===== Quoted text

Sustainable Streets Linked to Positive Economic Impact

A new report on the 21st Century Street project in NYC details how bike, bus and street improvements can have a dramatic affect on retail activity, safety and traffic. The why's, how-to's, metrics and results are all inside.

What Happened?

A new report from the NYC Department of Transportation, “Measuring the Street”, details how designing smarter streets leads to increased retail activity in those areas.

What Are 21st Century Streets?

The city set forth a goal of building great public areas that enhance economic value neighborhood vitality. The plan to use new technologies with time tested tools is called 21st Century Streets. The methods are as follows:

  • Design safer streets for all street users (pedestrians, bike riders, drivers and public transportation)
  • Improve bus service to bring rapid transit beyond the subway
  • Reduce delay and speeding to allow for faster safer travel
  • Add efficiency in parking and loading to improve access to businesses and neighborhoods

Study Metrics

In order to gauge the success of the DOT’s program, the city used the following methodologies as measurement:

  • Crash and injury stats for motorists, pedestrians and cyclists
  • Volume of vehicles, bus riders, bicycles and public space users
  • Traffic speed
  • Economic vitality
  • User satisfaction
  • Environmental and health benefits

The Results

On Page 4 of the report you can see a visual of how NYC implemented the first bike protected lane in Manhattan. Key data shows that by adding the bike lane, pedestrian safety islands, left turn bays and signal phases, as well as mixing zones for bikes and left-turning vehicles, a 58% decrease in injuries to all street users occurred. Additionally, a 49% increase in retail sales was seen in businesses in the impacted area.

In Union Square, the city added pedestrian plazas, simplified intersections and added a protected bicycle path. Speeding decreased by 16%, injury crashes dropped by a quarter and business vacancies dropped by almost 50%.

==========
===== Data

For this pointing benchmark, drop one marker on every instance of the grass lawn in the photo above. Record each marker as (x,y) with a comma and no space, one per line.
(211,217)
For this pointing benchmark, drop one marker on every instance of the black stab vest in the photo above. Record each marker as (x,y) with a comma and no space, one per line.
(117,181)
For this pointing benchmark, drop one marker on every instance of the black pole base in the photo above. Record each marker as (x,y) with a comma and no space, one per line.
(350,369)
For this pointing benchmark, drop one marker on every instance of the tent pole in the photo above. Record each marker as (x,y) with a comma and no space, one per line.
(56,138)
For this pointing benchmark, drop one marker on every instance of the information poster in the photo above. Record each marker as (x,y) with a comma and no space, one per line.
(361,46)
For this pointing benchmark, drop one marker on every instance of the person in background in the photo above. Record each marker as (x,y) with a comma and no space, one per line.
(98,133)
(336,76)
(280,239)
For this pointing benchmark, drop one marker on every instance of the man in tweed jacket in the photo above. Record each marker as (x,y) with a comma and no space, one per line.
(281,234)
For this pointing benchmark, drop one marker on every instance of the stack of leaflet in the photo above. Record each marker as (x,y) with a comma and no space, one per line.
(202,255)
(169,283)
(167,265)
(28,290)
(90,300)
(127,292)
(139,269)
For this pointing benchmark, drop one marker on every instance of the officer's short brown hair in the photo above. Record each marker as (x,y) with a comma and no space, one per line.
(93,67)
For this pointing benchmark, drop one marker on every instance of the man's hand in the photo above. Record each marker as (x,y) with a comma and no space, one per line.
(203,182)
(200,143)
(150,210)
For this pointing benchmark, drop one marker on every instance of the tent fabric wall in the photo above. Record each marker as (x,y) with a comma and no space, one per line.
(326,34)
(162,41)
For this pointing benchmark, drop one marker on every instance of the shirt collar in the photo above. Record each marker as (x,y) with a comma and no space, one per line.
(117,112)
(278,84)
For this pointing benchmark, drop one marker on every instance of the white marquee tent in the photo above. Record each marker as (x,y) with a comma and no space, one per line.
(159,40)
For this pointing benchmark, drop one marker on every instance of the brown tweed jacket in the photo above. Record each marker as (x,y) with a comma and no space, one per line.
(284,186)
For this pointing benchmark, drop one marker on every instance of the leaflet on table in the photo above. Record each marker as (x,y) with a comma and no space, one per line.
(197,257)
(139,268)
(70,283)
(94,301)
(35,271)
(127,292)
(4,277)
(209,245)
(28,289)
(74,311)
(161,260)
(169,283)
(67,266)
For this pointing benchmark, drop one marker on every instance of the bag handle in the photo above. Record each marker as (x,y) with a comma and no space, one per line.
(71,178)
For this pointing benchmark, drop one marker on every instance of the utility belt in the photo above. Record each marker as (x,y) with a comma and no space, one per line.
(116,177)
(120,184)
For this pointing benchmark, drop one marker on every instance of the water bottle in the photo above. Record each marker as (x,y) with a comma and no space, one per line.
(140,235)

==========
===== Data

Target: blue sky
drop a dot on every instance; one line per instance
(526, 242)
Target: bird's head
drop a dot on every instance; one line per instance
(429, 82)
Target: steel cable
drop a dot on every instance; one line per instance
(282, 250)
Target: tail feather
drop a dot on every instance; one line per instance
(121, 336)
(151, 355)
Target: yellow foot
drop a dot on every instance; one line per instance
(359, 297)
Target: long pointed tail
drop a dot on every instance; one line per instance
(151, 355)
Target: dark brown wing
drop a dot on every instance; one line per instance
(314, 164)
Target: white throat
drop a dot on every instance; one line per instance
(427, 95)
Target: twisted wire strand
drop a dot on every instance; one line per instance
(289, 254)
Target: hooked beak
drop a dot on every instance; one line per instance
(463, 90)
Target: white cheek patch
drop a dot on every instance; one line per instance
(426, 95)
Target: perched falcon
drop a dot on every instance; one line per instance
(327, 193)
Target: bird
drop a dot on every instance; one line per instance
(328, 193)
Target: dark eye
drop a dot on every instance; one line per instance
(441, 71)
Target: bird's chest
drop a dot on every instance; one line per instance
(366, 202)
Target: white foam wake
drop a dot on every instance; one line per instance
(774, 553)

==========

Problem statement> Reproduce the passage of the sustainable streets article starting at "Sustainable Streets Linked" and ending at "What Happened?".

Exercise result>
Sustainable Streets Linked to Positive Economic Impact

A new report on the 21st Century Street project in NYC details how bike, bus and street improvements can have a dramatic affect on retail activity, safety and traffic. The why's, how-to's, metrics and results are all inside.

What Happened?